* Task prompt
Convert these lines into a Markdown table with two columns, Row and Line, numbering each line and omitting blank lines.

++++++

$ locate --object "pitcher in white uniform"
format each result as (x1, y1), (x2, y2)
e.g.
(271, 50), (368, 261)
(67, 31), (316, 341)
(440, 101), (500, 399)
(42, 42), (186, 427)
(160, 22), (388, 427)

++++++

* Answer to the task
| Row | Line |
|---|---|
| 1 | $ locate --object "pitcher in white uniform" |
| 2 | format each result as (x1, y1), (x2, y2) |
| 3 | e.g. |
| 4 | (271, 50), (368, 261) |
| 5 | (67, 31), (316, 341) |
| 6 | (440, 101), (500, 399) |
| 7 | (42, 42), (186, 427) |
| 8 | (160, 22), (388, 427) |